Written problem – Write out the listing exactly as it is given.

** Start **

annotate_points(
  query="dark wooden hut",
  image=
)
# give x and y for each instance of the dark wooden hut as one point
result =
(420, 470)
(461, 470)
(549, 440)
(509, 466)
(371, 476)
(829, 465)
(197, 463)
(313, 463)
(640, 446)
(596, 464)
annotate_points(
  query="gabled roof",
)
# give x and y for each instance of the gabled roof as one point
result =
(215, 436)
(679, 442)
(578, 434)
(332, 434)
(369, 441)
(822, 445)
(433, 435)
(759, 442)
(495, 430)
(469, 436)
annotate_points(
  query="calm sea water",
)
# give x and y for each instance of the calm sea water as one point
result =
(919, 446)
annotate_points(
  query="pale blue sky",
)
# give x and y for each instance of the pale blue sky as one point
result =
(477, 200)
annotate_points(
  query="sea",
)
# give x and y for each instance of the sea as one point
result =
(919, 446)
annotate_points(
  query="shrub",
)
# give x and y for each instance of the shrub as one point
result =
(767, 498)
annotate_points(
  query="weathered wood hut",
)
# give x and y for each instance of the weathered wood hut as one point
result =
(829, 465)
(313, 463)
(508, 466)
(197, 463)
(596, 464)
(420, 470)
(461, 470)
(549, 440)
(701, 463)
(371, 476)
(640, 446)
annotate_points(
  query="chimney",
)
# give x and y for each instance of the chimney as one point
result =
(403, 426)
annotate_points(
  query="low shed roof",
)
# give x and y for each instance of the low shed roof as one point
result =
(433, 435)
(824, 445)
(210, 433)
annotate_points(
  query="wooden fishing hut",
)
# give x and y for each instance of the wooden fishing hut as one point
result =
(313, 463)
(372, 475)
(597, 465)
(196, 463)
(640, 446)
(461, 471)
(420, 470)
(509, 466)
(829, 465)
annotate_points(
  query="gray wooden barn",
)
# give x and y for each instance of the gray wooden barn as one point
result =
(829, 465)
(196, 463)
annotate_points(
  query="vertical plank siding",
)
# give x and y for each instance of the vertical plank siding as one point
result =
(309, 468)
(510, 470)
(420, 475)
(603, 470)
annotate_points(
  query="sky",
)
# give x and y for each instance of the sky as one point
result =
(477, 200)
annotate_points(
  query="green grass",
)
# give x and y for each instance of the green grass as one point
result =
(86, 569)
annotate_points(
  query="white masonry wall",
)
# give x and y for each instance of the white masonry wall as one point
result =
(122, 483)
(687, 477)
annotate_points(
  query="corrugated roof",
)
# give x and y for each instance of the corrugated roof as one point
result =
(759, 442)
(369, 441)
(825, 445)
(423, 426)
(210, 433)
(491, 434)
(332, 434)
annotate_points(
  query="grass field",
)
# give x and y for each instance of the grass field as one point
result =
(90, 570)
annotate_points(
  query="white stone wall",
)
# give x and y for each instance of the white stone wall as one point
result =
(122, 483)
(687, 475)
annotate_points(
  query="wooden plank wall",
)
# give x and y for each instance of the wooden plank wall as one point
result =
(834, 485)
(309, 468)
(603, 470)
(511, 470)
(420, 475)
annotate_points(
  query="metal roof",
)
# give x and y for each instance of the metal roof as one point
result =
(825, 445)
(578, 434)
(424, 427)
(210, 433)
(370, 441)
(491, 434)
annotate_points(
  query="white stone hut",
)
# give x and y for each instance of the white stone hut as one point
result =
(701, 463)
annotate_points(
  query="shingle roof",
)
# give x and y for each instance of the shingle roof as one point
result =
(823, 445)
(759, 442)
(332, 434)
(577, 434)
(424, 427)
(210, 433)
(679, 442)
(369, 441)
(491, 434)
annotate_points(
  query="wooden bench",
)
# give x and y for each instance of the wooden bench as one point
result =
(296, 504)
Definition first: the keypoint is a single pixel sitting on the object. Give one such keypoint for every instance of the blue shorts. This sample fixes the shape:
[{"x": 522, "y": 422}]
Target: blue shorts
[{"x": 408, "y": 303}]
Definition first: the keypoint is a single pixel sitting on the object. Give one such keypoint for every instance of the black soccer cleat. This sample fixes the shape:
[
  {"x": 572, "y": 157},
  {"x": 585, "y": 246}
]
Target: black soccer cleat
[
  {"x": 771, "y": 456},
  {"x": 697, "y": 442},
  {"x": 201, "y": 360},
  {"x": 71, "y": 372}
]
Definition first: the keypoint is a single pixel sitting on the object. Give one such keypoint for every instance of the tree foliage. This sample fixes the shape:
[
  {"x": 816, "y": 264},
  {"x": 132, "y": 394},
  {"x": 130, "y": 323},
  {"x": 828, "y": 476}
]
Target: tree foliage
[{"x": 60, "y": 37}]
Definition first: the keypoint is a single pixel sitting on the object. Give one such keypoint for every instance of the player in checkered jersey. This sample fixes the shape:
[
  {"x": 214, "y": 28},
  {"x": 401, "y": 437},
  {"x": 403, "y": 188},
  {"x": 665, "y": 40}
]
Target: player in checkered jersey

** End **

Written answer –
annotate_points(
  query="dark wooden hut",
  image=
)
# give x and y for each instance of the dark wooden hut as one point
result =
(420, 470)
(461, 470)
(549, 440)
(509, 466)
(371, 476)
(829, 465)
(197, 463)
(313, 463)
(640, 446)
(596, 464)
annotate_points(
  query="gabled roof",
)
# give x and y for each instance of the gabled roof as one point
result =
(215, 436)
(679, 442)
(578, 434)
(332, 434)
(369, 441)
(822, 445)
(433, 435)
(759, 442)
(495, 430)
(469, 436)
annotate_points(
  query="calm sea water",
)
# give x and y for each instance of the calm sea water as one point
result =
(919, 446)
annotate_points(
  query="pale blue sky",
)
# give x and y for each instance of the pale blue sky as one point
result =
(477, 200)
annotate_points(
  query="sea",
)
# give x and y for each instance of the sea as one point
result =
(919, 446)
annotate_points(
  query="shrub",
)
# give x and y for each instance of the shrub as one point
result =
(767, 498)
annotate_points(
  query="weathered wood hut",
)
# give x and y for each instance of the weathered wood hut as one point
result =
(829, 465)
(313, 463)
(508, 466)
(197, 463)
(596, 464)
(420, 470)
(461, 470)
(549, 440)
(701, 463)
(371, 476)
(640, 446)
annotate_points(
  query="chimney",
)
# give x and y for each instance of the chimney as one point
result =
(403, 426)
annotate_points(
  query="low shed roof",
)
# give x and y for each instance of the low shed roof as one point
result =
(433, 435)
(824, 445)
(210, 433)
annotate_points(
  query="wooden fishing hut",
)
# give x and y for each instance of the wooden fishing hut as one point
result =
(313, 463)
(372, 475)
(597, 465)
(196, 463)
(640, 446)
(461, 471)
(420, 470)
(509, 466)
(829, 465)
annotate_points(
  query="gray wooden barn",
)
# give x and y for each instance of the gray wooden barn as one point
result =
(829, 465)
(196, 463)
annotate_points(
  query="vertical plank siding",
)
# give x and y for each instance of the vertical plank siding as one point
result =
(309, 468)
(510, 470)
(420, 475)
(603, 470)
annotate_points(
  query="sky",
)
# give x and y for each instance of the sky as one point
result =
(477, 200)
annotate_points(
  query="green grass",
)
# give x and y for each instance of the green grass as one point
result =
(86, 569)
annotate_points(
  query="white masonry wall",
)
# give x and y for each instance of the white masonry wall as one point
result =
(122, 483)
(687, 477)
annotate_points(
  query="corrugated roof",
)
# give x and y for each instance of the corrugated roof as one point
result =
(759, 442)
(369, 441)
(825, 445)
(423, 426)
(210, 433)
(491, 434)
(332, 434)
annotate_points(
  query="grass field",
)
# give x and y for each instance of the grass field as one point
result =
(90, 570)
annotate_points(
  query="white stone wall",
)
# give x and y for each instance of the white stone wall as one point
result =
(122, 483)
(687, 475)
annotate_points(
  query="wooden plank wall",
)
# give x and y for each instance of the wooden plank wall as one point
result =
(834, 485)
(309, 468)
(603, 470)
(511, 470)
(420, 475)
annotate_points(
  query="metal roof",
)
# give x and y for each instance of the metal roof as one point
result =
(825, 445)
(578, 434)
(424, 427)
(210, 433)
(370, 441)
(491, 434)
annotate_points(
  query="white stone hut",
)
# give x and y for each instance of the white stone hut as one point
result =
(701, 463)
annotate_points(
  query="shingle roof",
)
# give x and y for each instance of the shingle roof as one point
result =
(823, 445)
(759, 442)
(332, 434)
(577, 434)
(424, 427)
(210, 433)
(679, 442)
(369, 441)
(491, 434)
annotate_points(
  query="wooden bench",
)
# give x and y for each instance of the wooden bench as one point
result =
(296, 504)
Definition first: the keypoint is a single pixel sitting on the object. Give one such keypoint for every instance of the blue shorts. This sample fixes the shape:
[{"x": 522, "y": 422}]
Target: blue shorts
[{"x": 408, "y": 303}]
Definition first: the keypoint is a single pixel sitting on the object. Give one such keypoint for every instance of the black soccer cleat. This sample fixes the shape:
[
  {"x": 572, "y": 157},
  {"x": 585, "y": 246}
]
Target: black soccer cleat
[
  {"x": 771, "y": 456},
  {"x": 697, "y": 442},
  {"x": 201, "y": 360},
  {"x": 71, "y": 372}
]
Definition first: the keypoint is a single pixel sitting on the object. Give one such keypoint for every instance of the tree foliage. This sample fixes the shape:
[
  {"x": 816, "y": 264},
  {"x": 132, "y": 394},
  {"x": 130, "y": 323},
  {"x": 828, "y": 476}
]
Target: tree foliage
[{"x": 60, "y": 37}]
Definition first: the keypoint is a single pixel sitting on the object. Give one such keypoint for every instance of the player in checkered jersey. This sample fixes the shape:
[
  {"x": 214, "y": 28},
  {"x": 401, "y": 437},
  {"x": 403, "y": 188},
  {"x": 665, "y": 40}
]
Target: player in checkered jersey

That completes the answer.